Archive

Archive for April, 2009

Happy fourth figure revision Drizzle!

April 30th, 2009

I just updated my Drizzle trunk and what’d you know? our revision has hit four figures.

Drizzle @ Revision 1001

This may not seem like a big deal but to me, it represents how much hard work, effort and thought by those that believe in the Drizzle project has gone into the tree. Of course, we’re not going to slow down and I suspect things are going to comfortably accelerate from here on.

Toru Maesaka drizzle, oss

Web Seminar on memcached 1.3

April 29th, 2009

As I’ve been tweeting the last couple of weeks, I’m going to do a web seminar on the next series of memcached (1.3) that is currently under beta release. I’m afraid there won’t be enough time to cover all the nuts and bolts but I will cover most of the great thoughts and engineering that went into the source tree by the community.

For Blog

Thank you for the opportunity Sun/MySQL and I’ll hopefully see you all there!

Toru Maesaka event, memcached, oss ,

Drizzle’s Storage Engine subsystem

April 28th, 2009

Today I was doing some work on writing a small storage engine for Drizzle that we’re hoping will perform good enough to replace the MEMORY/HEAP engine inherited from MySQL. For those that are interested, this engine is going to be based on Tokyo Cabinet’s on-memory b+tree database.

I was a little worried that this task is going to be heavy since I’ve never hacked on a relational database engine before (other than tracing through InnoDB) but it turns out it’s not so bad. I first looked up the engine interface for MySQL then looked at the engines in the Drizzle tree. The interface itself looks very similar but what’s really cool about Drizzle is how the storage engine is registered to the core server with the new plugin system. Here’s a snippet of how this looks with the Blackhole engine:

blackhole_engine= new BlackholeEngine(engine_name);
registry.add(blackhole_engine);

and the de-initialization:

registry.remove(blackhole_engine);
delete blackhole_engine;

If you’re familiar with how a Drizzle plugin is written, you will notice that this is exactly the same; You implement the interface and boom, you register it with the PluginRegistry object. So a storage engine is treated equally just like any other plugin system.

Needless to say, the storage engine declaration is exactly the same as what you would do with any Drizzle plugin:

drizzle_declare_plugin(blackhole)

========

Short problem A:
Answer these questions from the Drizzle blog archive:
(i) What revision number is shown for the Drizzle trunk after the update?
(ii) Which version of memcached is the web seminar about?
(iii) What is the new storage engine for Drizzle going to be based on?

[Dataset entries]

========

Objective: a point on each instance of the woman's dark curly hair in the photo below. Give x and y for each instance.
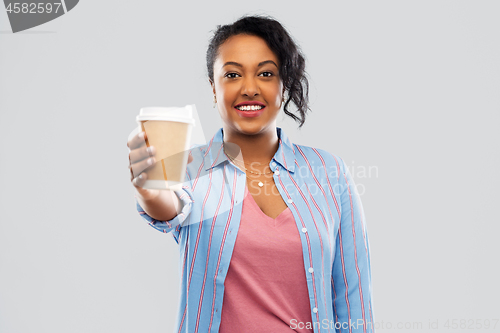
(291, 60)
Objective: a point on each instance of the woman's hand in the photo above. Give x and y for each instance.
(141, 158)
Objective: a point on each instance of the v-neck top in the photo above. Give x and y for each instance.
(265, 288)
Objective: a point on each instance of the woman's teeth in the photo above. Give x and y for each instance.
(249, 107)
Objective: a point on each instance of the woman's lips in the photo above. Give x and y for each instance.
(251, 113)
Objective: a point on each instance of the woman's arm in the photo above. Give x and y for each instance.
(351, 272)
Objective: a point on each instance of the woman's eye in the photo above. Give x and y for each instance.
(266, 74)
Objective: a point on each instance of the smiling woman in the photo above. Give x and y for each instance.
(259, 251)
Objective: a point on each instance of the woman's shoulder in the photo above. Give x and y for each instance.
(319, 159)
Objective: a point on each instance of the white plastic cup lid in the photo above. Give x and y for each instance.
(179, 114)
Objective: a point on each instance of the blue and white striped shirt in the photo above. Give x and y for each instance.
(320, 192)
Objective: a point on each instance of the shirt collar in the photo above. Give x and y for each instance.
(285, 155)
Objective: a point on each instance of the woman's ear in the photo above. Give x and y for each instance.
(213, 86)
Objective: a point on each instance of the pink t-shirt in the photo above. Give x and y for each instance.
(265, 288)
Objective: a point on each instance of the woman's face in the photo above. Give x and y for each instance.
(247, 84)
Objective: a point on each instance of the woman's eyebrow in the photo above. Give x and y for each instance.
(259, 65)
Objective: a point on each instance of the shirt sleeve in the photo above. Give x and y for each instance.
(351, 271)
(178, 221)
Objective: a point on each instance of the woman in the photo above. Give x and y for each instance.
(272, 235)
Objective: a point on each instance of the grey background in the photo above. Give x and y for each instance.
(409, 88)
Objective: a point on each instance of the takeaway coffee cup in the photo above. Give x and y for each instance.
(168, 129)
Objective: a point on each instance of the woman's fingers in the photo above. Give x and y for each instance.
(137, 141)
(141, 153)
(137, 168)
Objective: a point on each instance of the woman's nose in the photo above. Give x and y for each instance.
(250, 87)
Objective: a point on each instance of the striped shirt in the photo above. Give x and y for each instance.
(321, 194)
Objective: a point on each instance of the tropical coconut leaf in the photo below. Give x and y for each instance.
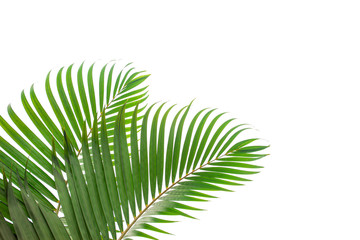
(73, 95)
(116, 170)
(156, 174)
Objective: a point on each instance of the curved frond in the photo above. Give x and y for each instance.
(110, 200)
(74, 95)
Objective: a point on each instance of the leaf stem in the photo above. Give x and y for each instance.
(162, 193)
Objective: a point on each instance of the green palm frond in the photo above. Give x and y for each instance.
(96, 165)
(76, 95)
(156, 174)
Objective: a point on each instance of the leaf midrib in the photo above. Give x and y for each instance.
(57, 211)
(123, 234)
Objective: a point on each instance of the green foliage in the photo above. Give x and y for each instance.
(116, 173)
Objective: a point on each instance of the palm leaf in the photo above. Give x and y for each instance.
(214, 161)
(76, 95)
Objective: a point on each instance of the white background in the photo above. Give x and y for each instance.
(290, 68)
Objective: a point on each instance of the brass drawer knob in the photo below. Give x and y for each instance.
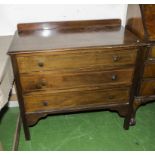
(43, 82)
(38, 86)
(41, 64)
(114, 77)
(116, 58)
(111, 97)
(45, 103)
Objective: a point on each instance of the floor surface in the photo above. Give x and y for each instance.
(84, 131)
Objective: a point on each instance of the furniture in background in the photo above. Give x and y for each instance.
(141, 21)
(65, 67)
(6, 84)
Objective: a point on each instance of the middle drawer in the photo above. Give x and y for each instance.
(67, 80)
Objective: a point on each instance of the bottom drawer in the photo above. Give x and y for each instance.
(147, 88)
(75, 99)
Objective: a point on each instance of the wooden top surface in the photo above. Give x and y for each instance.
(36, 37)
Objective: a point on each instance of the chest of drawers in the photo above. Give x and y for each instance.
(141, 21)
(74, 66)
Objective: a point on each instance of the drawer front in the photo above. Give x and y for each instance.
(74, 99)
(59, 80)
(147, 88)
(149, 70)
(75, 60)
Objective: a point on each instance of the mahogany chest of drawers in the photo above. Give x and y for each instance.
(141, 21)
(63, 67)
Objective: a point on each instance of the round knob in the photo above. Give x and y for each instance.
(116, 58)
(111, 97)
(45, 103)
(38, 86)
(40, 64)
(114, 77)
(43, 82)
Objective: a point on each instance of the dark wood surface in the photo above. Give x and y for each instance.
(134, 20)
(141, 21)
(148, 12)
(68, 68)
(82, 25)
(63, 100)
(55, 39)
(67, 80)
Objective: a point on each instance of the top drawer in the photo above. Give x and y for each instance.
(75, 60)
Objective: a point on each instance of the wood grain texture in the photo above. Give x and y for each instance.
(66, 100)
(90, 36)
(76, 60)
(152, 52)
(63, 80)
(134, 21)
(73, 25)
(75, 67)
(147, 88)
(148, 12)
(149, 70)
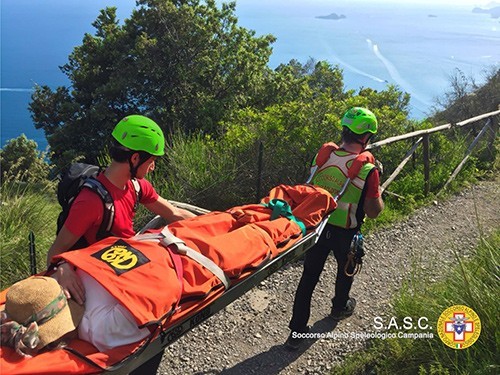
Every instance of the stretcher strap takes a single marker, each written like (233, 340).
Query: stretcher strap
(170, 239)
(281, 207)
(179, 270)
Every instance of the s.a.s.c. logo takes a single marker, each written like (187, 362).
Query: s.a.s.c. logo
(121, 257)
(459, 327)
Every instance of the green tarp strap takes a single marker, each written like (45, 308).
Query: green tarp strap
(282, 208)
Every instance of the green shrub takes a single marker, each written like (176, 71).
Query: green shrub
(25, 208)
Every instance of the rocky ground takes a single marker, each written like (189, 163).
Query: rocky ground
(247, 336)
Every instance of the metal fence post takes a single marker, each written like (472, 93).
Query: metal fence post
(427, 182)
(259, 171)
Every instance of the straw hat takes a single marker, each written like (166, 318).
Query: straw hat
(33, 298)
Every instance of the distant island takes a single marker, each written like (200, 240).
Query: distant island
(333, 16)
(495, 11)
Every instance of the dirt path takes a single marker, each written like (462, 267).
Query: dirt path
(247, 337)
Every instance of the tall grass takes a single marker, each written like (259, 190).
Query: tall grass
(25, 208)
(474, 283)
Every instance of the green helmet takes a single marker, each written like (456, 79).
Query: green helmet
(360, 120)
(139, 133)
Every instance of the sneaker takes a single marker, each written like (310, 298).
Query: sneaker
(294, 340)
(339, 314)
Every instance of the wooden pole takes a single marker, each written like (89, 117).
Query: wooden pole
(431, 130)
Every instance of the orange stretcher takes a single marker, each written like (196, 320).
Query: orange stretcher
(246, 244)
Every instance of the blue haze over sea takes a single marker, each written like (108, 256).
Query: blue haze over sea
(415, 46)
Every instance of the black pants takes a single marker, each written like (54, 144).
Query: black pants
(332, 238)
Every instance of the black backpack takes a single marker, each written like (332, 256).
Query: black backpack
(77, 177)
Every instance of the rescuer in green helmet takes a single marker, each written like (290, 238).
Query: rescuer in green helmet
(333, 167)
(137, 142)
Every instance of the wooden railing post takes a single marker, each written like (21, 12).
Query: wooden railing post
(427, 182)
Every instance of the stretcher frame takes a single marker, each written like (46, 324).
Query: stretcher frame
(180, 328)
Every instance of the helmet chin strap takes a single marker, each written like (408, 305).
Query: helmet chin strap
(133, 170)
(364, 144)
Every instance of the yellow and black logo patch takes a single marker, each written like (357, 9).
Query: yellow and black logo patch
(121, 257)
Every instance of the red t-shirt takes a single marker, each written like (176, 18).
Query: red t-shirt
(85, 215)
(372, 183)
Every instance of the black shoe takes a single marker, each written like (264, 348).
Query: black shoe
(295, 339)
(339, 314)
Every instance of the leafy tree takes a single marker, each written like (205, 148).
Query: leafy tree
(465, 98)
(185, 63)
(21, 161)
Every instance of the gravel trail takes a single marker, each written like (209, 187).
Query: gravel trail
(247, 336)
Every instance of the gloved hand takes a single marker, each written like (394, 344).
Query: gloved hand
(380, 167)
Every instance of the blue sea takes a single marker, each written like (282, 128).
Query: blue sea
(416, 46)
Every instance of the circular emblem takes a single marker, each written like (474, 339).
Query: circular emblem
(459, 327)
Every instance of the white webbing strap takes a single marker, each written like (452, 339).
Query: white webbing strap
(169, 239)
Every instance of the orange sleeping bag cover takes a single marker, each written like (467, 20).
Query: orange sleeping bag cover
(142, 276)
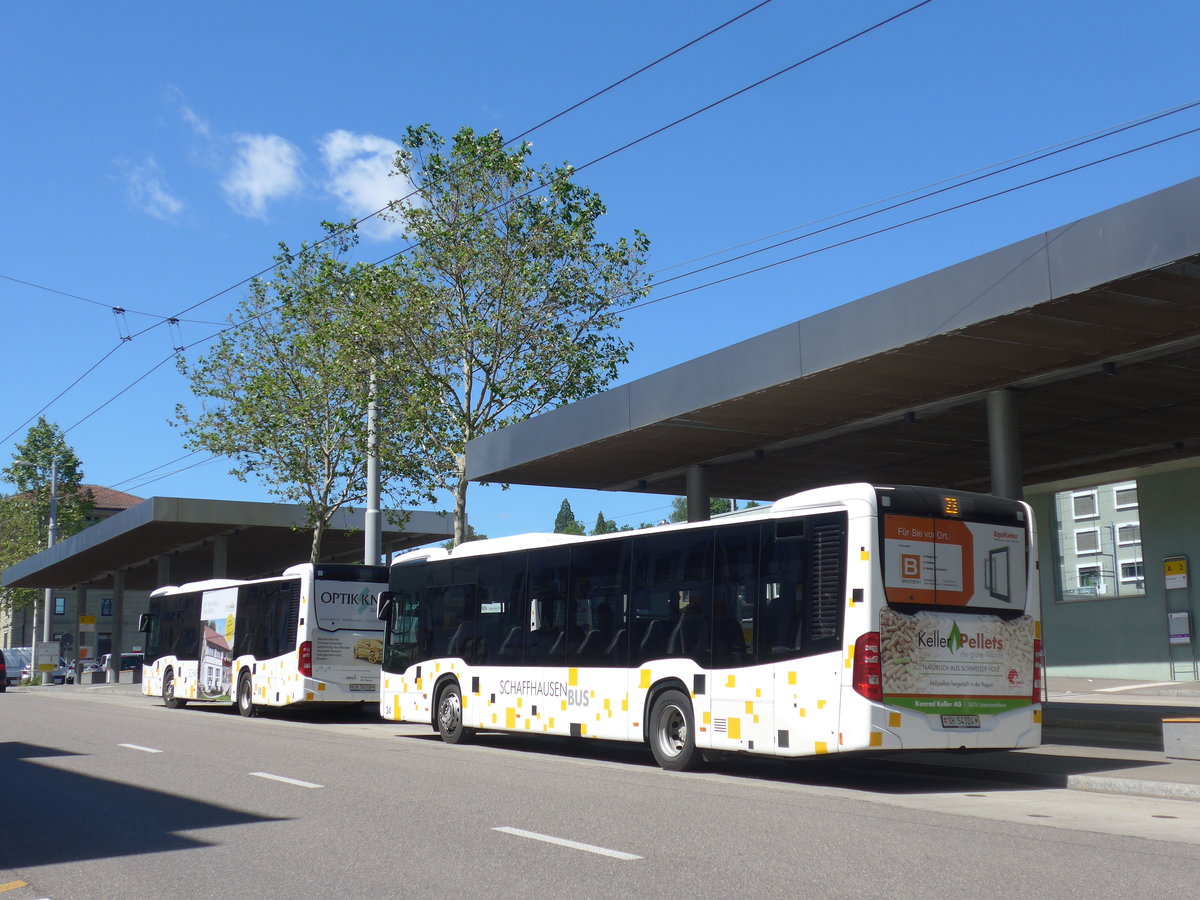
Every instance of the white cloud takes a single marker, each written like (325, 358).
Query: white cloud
(147, 190)
(359, 167)
(267, 168)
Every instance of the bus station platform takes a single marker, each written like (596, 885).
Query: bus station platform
(1098, 735)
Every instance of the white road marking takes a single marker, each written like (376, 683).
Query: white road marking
(285, 780)
(564, 843)
(1134, 687)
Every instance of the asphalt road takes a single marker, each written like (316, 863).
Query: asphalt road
(113, 796)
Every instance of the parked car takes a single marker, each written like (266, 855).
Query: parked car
(17, 658)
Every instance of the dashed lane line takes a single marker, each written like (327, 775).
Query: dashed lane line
(564, 843)
(285, 780)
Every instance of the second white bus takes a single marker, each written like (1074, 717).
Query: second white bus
(306, 636)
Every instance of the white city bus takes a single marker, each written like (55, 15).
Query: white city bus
(306, 636)
(840, 618)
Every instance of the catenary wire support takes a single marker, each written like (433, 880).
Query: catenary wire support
(123, 324)
(177, 335)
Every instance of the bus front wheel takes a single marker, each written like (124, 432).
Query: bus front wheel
(449, 711)
(245, 696)
(673, 731)
(168, 693)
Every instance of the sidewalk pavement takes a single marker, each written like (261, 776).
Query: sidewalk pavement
(1098, 735)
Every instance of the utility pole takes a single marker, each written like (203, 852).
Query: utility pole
(372, 528)
(53, 535)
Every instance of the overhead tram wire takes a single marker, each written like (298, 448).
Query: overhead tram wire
(172, 474)
(607, 155)
(915, 220)
(681, 120)
(161, 466)
(983, 169)
(178, 317)
(989, 172)
(511, 141)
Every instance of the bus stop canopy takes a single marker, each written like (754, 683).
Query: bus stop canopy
(1093, 328)
(201, 538)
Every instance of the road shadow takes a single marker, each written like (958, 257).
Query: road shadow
(893, 773)
(41, 801)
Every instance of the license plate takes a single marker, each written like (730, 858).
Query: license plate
(960, 721)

========

Short problem B:
Select every line of the listing that contains the string "canopy".

Complete answer A:
(i) Revision 1001
(ii) memcached 1.3
(iii) Tokyo Cabinet's on-memory b+tree database

Complete answer B:
Every instance of the bus stop canopy takes a single marker, each written like (754, 683).
Query: bus stop canopy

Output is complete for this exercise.